### YOUR ASSIGNMENT
Find each line of the entries with the string "below", please, and copy it.

### DATA FOR PROCESSING
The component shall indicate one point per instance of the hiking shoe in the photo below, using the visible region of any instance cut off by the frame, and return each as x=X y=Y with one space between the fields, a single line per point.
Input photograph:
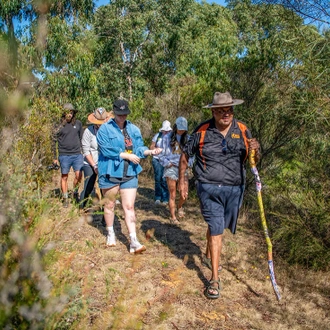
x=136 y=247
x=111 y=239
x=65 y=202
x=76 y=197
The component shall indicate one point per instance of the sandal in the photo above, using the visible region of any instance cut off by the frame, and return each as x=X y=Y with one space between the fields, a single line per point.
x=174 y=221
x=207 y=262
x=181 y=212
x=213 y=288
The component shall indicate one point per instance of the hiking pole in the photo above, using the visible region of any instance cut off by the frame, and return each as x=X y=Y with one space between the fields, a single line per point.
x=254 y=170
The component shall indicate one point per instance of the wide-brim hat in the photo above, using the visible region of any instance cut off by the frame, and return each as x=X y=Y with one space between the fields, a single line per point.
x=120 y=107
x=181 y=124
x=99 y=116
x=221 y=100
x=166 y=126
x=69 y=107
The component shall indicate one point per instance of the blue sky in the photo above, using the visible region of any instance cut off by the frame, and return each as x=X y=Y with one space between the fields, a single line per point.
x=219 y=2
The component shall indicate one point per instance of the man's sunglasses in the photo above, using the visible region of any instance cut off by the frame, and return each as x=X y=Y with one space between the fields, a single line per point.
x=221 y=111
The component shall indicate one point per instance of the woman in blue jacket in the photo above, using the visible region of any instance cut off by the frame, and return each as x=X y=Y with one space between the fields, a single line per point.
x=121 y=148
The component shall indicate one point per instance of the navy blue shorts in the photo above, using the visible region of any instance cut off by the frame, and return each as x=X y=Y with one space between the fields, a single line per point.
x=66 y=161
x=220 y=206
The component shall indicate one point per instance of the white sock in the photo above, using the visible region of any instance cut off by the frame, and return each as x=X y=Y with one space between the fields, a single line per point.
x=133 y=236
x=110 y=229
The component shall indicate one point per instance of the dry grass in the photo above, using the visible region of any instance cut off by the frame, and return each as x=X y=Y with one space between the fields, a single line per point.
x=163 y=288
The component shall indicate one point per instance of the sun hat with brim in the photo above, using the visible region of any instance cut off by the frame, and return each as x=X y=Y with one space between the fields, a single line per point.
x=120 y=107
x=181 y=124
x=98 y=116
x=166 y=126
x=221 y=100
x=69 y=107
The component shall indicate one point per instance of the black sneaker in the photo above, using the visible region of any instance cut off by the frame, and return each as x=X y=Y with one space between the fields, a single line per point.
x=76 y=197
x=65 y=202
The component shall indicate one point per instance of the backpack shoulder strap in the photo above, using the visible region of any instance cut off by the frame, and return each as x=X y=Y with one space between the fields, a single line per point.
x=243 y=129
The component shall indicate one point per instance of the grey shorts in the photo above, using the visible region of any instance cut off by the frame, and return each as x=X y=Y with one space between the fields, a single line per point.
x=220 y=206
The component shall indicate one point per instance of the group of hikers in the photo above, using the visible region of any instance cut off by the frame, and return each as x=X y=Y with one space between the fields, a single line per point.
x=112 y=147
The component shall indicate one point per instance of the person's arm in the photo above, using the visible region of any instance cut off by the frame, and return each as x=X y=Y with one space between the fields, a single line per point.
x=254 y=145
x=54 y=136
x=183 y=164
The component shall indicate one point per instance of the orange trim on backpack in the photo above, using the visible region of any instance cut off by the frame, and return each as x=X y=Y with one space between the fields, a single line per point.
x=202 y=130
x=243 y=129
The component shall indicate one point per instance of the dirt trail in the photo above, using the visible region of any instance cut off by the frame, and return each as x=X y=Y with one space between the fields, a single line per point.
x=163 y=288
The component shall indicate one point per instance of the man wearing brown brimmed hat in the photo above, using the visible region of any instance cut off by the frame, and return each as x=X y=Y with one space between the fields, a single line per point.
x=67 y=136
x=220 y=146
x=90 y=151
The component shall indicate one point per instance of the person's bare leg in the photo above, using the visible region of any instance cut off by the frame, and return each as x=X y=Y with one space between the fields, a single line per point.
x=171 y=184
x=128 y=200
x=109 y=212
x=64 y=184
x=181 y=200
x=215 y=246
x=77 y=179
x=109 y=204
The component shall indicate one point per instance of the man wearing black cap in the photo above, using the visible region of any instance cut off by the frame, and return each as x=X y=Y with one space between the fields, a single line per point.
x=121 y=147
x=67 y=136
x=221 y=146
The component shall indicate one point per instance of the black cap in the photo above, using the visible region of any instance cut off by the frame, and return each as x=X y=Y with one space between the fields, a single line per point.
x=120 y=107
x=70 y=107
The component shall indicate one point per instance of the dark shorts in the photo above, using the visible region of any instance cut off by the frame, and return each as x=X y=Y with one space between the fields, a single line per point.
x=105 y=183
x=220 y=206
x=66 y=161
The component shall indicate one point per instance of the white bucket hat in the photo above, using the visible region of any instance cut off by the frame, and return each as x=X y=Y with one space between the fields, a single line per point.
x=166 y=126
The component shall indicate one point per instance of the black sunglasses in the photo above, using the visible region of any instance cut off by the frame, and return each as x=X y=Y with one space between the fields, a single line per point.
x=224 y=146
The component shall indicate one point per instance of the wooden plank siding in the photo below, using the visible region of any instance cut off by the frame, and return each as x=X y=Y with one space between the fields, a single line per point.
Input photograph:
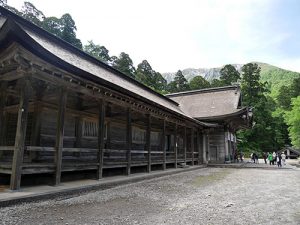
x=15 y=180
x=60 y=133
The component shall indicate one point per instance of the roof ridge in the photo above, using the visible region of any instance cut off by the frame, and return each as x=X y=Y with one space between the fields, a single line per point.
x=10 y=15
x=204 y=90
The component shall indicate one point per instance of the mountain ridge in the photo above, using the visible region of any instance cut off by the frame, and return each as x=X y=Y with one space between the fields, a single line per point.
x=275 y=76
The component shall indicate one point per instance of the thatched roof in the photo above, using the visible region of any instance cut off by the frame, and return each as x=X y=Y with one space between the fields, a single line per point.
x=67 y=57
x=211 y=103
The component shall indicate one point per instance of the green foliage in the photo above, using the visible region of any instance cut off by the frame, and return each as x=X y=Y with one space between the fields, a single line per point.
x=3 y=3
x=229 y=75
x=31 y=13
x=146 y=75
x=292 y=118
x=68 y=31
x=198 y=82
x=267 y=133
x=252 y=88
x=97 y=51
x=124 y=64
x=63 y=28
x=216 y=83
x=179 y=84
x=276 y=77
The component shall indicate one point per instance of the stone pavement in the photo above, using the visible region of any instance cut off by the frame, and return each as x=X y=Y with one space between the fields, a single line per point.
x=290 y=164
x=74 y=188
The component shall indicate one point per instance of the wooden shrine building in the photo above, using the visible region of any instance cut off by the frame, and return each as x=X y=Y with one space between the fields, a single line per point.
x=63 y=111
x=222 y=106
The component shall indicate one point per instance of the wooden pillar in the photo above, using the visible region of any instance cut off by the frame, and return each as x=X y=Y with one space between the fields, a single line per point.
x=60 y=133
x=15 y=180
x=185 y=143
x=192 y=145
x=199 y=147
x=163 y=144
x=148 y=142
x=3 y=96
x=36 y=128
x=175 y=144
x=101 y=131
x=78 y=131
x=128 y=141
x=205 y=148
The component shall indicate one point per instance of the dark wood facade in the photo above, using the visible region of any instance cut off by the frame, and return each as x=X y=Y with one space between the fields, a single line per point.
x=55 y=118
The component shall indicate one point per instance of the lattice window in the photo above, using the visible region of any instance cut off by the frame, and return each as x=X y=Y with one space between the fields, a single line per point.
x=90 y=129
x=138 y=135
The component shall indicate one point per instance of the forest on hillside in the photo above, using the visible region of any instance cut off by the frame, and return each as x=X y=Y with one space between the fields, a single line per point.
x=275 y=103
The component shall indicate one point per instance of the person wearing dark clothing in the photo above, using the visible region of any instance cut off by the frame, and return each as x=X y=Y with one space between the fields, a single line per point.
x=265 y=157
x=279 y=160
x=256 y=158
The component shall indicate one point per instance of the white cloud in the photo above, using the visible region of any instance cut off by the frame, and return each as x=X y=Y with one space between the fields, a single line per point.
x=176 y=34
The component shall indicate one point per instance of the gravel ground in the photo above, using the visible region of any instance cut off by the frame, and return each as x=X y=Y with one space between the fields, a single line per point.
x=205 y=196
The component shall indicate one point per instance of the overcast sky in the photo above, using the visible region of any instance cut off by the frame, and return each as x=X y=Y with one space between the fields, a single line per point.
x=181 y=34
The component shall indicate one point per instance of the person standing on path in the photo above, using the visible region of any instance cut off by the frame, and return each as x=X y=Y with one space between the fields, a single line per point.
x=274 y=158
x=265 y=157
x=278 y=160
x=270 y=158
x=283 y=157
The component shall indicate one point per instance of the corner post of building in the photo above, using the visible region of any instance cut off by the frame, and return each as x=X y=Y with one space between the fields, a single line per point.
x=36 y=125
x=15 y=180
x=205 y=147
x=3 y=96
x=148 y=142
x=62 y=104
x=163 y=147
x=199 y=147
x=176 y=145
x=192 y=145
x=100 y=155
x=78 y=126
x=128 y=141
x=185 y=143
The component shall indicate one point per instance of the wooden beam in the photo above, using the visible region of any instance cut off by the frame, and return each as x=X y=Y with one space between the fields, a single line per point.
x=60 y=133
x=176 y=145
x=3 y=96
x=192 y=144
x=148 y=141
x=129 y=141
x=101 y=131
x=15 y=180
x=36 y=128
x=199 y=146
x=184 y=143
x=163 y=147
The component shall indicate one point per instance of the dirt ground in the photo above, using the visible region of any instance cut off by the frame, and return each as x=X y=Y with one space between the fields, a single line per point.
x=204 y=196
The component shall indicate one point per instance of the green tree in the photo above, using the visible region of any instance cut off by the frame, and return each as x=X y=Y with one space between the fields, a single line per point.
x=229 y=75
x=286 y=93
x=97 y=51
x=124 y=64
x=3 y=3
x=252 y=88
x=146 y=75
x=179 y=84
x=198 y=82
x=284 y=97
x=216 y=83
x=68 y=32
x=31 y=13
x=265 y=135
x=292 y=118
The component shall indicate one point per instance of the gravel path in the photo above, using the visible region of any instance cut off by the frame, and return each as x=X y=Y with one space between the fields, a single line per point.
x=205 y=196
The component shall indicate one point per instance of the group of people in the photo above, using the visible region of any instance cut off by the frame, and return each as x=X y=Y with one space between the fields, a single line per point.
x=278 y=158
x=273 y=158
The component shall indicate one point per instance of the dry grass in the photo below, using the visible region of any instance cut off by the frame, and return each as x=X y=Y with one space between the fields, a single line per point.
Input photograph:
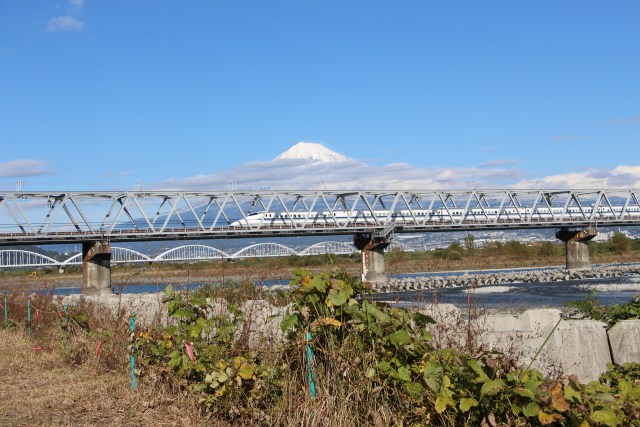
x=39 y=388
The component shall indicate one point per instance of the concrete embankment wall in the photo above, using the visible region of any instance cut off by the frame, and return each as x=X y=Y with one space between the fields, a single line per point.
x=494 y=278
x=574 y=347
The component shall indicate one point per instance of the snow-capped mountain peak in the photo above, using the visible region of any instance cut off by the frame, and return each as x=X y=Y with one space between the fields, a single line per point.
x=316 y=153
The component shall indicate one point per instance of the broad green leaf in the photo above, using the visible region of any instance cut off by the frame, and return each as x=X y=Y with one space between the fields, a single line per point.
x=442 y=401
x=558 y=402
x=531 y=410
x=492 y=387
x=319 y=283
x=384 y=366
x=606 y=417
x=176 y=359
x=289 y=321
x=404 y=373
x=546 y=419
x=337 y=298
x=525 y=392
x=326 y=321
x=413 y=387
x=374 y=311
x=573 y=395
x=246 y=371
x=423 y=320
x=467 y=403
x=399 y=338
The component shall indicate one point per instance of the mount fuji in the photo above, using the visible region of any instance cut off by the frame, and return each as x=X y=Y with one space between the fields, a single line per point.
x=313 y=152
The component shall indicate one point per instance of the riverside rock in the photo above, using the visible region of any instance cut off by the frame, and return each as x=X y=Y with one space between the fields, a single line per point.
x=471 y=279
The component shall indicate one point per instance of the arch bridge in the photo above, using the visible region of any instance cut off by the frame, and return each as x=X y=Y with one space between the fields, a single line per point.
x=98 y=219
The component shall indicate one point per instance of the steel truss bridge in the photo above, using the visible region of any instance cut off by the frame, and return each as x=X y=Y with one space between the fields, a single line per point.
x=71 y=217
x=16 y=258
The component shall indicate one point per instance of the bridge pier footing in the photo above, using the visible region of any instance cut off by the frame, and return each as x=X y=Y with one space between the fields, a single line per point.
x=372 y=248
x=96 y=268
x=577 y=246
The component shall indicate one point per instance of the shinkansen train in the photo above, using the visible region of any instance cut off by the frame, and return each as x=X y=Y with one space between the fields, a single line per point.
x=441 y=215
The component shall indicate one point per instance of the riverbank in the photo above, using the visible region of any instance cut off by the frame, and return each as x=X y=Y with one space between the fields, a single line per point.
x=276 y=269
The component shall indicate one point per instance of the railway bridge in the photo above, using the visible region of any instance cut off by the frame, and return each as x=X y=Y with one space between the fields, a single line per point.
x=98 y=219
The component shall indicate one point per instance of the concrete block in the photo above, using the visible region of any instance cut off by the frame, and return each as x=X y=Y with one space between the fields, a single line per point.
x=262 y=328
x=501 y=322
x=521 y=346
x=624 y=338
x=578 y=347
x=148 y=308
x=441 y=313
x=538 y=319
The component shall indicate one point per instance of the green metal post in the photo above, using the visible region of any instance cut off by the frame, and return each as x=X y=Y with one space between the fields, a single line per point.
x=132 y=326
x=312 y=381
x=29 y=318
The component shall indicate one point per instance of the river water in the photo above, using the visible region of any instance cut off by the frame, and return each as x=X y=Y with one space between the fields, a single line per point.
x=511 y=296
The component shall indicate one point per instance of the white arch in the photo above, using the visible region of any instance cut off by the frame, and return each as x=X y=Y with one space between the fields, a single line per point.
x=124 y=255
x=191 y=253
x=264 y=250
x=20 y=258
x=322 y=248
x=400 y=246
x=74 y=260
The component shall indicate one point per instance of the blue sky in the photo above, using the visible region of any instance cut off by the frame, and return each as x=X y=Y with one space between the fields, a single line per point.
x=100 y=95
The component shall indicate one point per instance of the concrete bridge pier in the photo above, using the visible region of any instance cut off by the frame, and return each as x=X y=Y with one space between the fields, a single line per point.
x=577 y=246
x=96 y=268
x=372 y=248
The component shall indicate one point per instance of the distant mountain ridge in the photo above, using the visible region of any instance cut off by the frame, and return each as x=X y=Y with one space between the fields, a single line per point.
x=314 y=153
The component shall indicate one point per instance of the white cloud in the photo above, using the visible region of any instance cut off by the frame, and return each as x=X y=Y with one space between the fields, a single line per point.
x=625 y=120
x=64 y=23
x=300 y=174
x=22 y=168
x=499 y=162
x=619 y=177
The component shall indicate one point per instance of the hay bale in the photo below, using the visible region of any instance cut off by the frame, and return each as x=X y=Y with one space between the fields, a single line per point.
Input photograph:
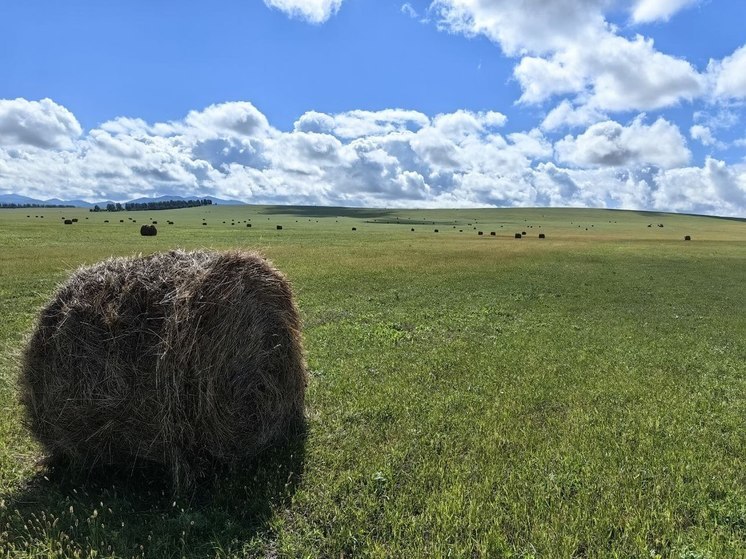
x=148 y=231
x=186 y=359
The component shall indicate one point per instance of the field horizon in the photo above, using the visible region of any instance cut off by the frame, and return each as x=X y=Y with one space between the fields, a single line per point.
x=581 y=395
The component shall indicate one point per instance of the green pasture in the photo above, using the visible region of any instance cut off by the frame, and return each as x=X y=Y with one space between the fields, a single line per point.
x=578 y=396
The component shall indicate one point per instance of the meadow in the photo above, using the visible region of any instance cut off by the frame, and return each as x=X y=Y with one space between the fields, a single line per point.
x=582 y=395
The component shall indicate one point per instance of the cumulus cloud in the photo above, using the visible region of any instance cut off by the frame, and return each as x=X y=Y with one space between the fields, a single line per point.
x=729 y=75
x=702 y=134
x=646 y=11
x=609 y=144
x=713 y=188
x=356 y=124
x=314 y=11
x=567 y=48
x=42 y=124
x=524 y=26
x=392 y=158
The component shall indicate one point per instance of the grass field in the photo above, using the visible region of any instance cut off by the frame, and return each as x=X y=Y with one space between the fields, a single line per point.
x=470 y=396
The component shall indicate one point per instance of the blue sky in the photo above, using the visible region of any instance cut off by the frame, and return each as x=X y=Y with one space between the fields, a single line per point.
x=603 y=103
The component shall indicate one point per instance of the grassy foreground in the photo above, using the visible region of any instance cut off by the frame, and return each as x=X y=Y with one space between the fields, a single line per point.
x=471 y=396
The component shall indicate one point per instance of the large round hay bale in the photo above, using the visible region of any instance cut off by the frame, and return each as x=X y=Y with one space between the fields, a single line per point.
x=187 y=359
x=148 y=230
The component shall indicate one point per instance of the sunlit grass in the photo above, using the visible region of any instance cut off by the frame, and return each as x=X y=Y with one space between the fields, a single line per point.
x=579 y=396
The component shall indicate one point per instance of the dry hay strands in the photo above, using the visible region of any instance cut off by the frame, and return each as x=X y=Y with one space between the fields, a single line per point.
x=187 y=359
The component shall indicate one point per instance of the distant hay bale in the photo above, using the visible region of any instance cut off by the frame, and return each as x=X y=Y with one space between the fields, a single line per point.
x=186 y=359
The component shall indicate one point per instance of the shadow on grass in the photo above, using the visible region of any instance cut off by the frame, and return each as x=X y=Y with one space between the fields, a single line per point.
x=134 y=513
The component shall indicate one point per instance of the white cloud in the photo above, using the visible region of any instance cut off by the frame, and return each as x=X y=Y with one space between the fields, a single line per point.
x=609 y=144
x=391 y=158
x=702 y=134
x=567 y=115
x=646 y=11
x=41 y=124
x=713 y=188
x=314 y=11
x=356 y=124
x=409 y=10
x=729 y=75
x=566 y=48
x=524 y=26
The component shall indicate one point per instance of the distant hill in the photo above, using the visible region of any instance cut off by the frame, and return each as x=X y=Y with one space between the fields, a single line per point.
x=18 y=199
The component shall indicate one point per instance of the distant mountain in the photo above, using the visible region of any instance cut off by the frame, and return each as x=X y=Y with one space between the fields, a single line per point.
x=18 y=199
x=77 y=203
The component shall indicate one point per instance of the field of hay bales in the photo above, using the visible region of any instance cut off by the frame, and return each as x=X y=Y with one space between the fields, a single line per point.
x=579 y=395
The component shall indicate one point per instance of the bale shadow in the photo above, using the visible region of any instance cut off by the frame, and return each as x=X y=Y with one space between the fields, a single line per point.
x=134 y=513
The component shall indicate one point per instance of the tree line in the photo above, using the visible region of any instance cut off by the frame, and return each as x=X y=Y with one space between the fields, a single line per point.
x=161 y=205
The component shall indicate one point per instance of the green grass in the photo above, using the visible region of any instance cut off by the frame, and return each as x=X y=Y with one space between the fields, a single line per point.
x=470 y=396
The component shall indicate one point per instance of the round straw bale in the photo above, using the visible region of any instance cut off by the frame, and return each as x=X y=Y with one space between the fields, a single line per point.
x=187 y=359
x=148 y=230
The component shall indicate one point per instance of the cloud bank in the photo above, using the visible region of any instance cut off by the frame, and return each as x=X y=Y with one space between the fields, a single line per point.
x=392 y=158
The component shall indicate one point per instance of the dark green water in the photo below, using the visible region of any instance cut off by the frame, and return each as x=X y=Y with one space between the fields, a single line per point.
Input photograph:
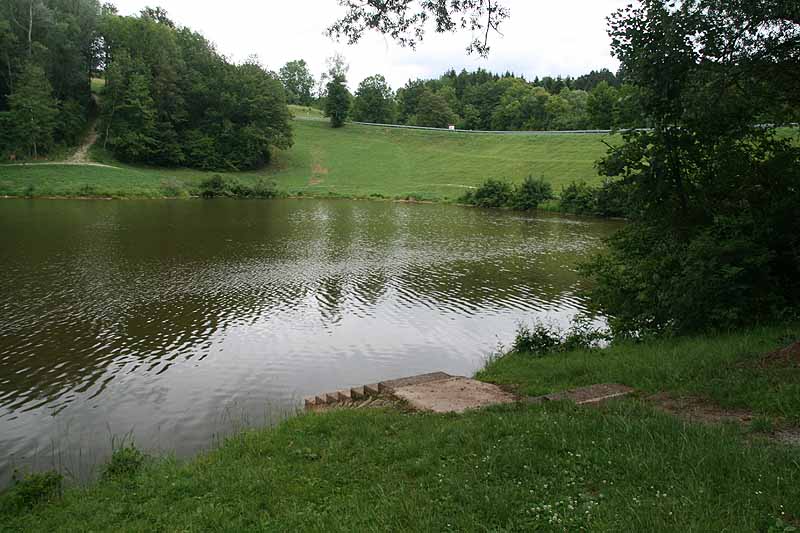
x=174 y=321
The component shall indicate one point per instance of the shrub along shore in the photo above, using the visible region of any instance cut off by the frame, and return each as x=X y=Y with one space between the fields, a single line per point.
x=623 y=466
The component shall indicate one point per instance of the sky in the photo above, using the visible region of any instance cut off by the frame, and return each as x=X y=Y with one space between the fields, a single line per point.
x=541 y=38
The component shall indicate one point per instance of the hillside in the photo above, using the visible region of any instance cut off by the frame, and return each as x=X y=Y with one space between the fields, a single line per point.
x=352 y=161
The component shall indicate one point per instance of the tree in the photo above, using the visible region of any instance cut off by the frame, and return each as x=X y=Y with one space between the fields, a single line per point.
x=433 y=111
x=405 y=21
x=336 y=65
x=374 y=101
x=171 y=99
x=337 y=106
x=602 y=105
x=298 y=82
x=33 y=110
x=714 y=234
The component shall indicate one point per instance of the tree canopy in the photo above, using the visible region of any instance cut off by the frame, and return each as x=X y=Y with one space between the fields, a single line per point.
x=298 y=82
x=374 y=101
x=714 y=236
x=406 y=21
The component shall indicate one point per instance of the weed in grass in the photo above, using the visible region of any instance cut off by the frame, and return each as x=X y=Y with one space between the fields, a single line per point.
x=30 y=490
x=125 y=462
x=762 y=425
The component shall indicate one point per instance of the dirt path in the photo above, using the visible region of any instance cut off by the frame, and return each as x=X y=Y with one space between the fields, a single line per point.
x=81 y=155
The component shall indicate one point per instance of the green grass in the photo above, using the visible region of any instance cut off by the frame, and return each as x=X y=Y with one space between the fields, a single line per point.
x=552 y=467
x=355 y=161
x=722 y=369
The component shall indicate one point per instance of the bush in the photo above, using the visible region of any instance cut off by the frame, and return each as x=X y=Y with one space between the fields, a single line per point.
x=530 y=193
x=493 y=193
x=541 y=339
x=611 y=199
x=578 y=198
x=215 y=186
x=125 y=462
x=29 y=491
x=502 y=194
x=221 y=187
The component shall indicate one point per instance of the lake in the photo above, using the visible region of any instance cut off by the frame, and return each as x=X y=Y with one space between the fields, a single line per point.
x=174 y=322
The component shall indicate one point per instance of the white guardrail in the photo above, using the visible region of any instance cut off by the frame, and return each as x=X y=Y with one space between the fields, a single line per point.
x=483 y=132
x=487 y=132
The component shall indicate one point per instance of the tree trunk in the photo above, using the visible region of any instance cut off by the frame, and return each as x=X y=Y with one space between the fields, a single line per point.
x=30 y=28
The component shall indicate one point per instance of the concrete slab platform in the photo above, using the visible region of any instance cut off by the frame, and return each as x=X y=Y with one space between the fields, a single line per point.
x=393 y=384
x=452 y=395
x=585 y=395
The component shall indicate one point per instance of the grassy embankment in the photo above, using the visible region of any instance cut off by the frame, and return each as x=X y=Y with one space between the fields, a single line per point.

### ANSWER SPACE
The component shall indicate one point per instance of the hiking shoe in the photo below, using the visible region of any instance cut off by the frame, and return each as x=X y=Y with one space between the fields, a single line per point.
The component shall indicate one point per instance of the wooden plank siding in the photo below, using the visible region of any instance cut off by the frame, and return each as x=X y=Y with one space between the fields, a single line per point.
The component shall indicate one point per instance of the dry grass in the photo below, using the visible region of any instance cut off by the frame, and return each as x=X y=Y with one space between the fields, a single line per point.
The component shall indicate one point per instance of the hay bale in the photo below, using the visible region of any instance cut off by the frame, and return each as x=X y=Y with one space between the fields, a single line per point.
The component shall indicate one point per instance of the dark green water in the photo below, using the visible region of any instance cut off by the frame, and return each as x=X y=Y with one space between the fields, a single line per point.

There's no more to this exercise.